:: PROVIDED DATA ::
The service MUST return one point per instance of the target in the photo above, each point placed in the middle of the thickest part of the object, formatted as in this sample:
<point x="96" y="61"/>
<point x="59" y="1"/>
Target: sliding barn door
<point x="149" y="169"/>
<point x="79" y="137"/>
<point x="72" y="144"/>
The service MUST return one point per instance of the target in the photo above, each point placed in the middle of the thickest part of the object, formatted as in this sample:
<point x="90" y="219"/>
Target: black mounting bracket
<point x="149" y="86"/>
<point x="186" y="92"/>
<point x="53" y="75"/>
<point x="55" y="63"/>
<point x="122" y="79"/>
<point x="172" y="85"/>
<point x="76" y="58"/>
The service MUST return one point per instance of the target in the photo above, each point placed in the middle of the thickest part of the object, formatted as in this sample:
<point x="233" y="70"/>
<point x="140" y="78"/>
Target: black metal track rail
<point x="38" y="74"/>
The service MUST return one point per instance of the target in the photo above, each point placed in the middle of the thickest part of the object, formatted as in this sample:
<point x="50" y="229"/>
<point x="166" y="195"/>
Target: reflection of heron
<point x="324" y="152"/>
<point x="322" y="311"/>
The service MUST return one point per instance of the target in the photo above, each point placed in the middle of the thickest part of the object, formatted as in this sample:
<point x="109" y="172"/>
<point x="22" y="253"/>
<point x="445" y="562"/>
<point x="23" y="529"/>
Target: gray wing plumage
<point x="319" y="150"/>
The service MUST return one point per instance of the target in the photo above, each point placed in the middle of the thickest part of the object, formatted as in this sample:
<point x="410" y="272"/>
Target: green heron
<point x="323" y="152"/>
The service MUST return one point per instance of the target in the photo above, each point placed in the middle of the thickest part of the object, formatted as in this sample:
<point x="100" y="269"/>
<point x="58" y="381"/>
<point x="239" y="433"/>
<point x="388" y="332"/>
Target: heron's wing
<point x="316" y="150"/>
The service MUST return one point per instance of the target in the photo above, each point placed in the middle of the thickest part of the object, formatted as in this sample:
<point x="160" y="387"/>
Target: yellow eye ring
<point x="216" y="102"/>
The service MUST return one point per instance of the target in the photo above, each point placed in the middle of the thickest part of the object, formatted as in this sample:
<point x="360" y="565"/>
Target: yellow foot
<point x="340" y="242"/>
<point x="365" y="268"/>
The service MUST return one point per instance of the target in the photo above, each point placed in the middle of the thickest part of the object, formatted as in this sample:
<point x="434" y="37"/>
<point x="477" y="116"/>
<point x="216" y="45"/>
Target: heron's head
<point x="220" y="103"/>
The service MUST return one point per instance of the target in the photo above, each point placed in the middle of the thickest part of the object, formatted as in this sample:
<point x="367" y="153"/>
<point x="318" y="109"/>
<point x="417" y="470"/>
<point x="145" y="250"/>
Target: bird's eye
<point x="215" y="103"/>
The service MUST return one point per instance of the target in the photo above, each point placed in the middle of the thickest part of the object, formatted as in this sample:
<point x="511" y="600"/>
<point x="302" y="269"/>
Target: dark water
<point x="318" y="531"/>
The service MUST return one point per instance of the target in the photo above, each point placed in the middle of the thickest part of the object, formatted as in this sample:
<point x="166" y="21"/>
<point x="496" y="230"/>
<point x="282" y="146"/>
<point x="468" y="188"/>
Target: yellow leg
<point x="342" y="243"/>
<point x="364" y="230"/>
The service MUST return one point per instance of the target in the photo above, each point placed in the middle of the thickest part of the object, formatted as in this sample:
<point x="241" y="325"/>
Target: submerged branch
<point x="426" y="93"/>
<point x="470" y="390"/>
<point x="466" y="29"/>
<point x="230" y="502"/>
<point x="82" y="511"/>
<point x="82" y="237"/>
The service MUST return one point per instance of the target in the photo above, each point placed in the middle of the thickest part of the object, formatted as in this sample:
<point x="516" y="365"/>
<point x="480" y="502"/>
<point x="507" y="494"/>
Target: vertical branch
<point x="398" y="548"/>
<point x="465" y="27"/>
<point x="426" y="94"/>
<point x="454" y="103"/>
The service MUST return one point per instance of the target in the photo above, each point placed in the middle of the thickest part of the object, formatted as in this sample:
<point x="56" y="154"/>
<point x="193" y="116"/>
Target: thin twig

:: WRITTEN INSTRUCTION ::
Each entry is to be returned in full, character for character.

:: FINAL ANSWER ::
The service MUST return one point per instance of the target in the photo above, each point placed in the middle of the thickest part of the object, formatted as in this sample:
<point x="96" y="61"/>
<point x="59" y="1"/>
Target: sliding barn door
<point x="149" y="169"/>
<point x="79" y="137"/>
<point x="72" y="144"/>
The service MUST return one point per instance of the target in the photo above, each point placed in the middle of the thickest part of the object, formatted as in this sample:
<point x="90" y="219"/>
Target: black mounting bracket
<point x="149" y="86"/>
<point x="186" y="92"/>
<point x="53" y="75"/>
<point x="55" y="63"/>
<point x="122" y="79"/>
<point x="172" y="85"/>
<point x="76" y="58"/>
The service MUST return one point per instance of the target in the photo above, each point placed in the middle of the thickest part of the object, formatted as in this sample:
<point x="233" y="70"/>
<point x="140" y="78"/>
Target: black metal track rail
<point x="38" y="74"/>
The service MUST return one point per instance of the target in the photo above, each point placed in the middle of the thickest part of the object, formatted as in this sample:
<point x="50" y="229"/>
<point x="166" y="195"/>
Target: reflection of heron
<point x="324" y="152"/>
<point x="322" y="311"/>
The service MUST return one point per instance of the target in the photo above, each point placed in the middle of the thickest part of the object, formatted as in this sample:
<point x="109" y="172"/>
<point x="22" y="253"/>
<point x="445" y="562"/>
<point x="23" y="529"/>
Target: gray wing plumage
<point x="319" y="150"/>
The service MUST return one point per instance of the target in the photo above, each point placed in the middle of the thickest part of the object, formatted as in this sample:
<point x="410" y="272"/>
Target: green heron
<point x="323" y="152"/>
The service MUST return one point per instance of the target in the photo above, each point placed in the middle of the thickest part of the object, formatted as in this sample:
<point x="100" y="269"/>
<point x="58" y="381"/>
<point x="239" y="433"/>
<point x="388" y="332"/>
Target: heron's wing
<point x="316" y="150"/>
The service MUST return one point per instance of the target in the photo above, each point placed in the middle of the thickest part of the object, formatted as in this sample:
<point x="160" y="387"/>
Target: yellow eye ring
<point x="216" y="102"/>
The service MUST return one point per instance of the target in the photo above, each point placed in the middle of the thickest part of the object, formatted as in this sample:
<point x="360" y="565"/>
Target: yellow foot
<point x="340" y="242"/>
<point x="365" y="268"/>
The service MUST return one point per instance of the target in the photo above, each point placed in the middle of the thickest part of the object, formatted as in this sample:
<point x="434" y="37"/>
<point x="477" y="116"/>
<point x="216" y="45"/>
Target: heron's head
<point x="220" y="103"/>
The service MUST return one point per instance of the target in the photo above, each point placed in the middle of the thickest part of the object, formatted as in this sample:
<point x="367" y="153"/>
<point x="318" y="109"/>
<point x="417" y="470"/>
<point x="145" y="250"/>
Target: bird's eye
<point x="215" y="103"/>
The service MUST return one point per instance of the target in the photo above, each point placed in the middle of the thickest part of the object, formatted as in this sample:
<point x="511" y="600"/>
<point x="302" y="269"/>
Target: dark water
<point x="318" y="531"/>
The service MUST return one point per instance of the target in the photo above, each point placed in the middle of the thickest part of the object, formatted as in this sample:
<point x="166" y="21"/>
<point x="496" y="230"/>
<point x="282" y="146"/>
<point x="468" y="188"/>
Target: yellow leg
<point x="342" y="243"/>
<point x="364" y="230"/>
The service MUST return one point per instance of the target in the photo above, each point placed in the middle of the thickest part of the object, formatted as in this sample:
<point x="241" y="325"/>
Target: submerged branch
<point x="426" y="93"/>
<point x="470" y="390"/>
<point x="466" y="29"/>
<point x="230" y="502"/>
<point x="82" y="511"/>
<point x="82" y="237"/>
The service MUST return one point per instance of the target in the photo above, each point placed in the middle of the thickest part of the object, formatted as in this sample:
<point x="516" y="365"/>
<point x="480" y="502"/>
<point x="507" y="494"/>
Target: vertical branch
<point x="398" y="548"/>
<point x="465" y="27"/>
<point x="426" y="94"/>
<point x="454" y="103"/>
The service MUST return one point per instance of the target in the photo above, each point placed in the middle of the thickest part of the object, formatted as in this sample:
<point x="56" y="154"/>
<point x="193" y="116"/>
Target: thin twig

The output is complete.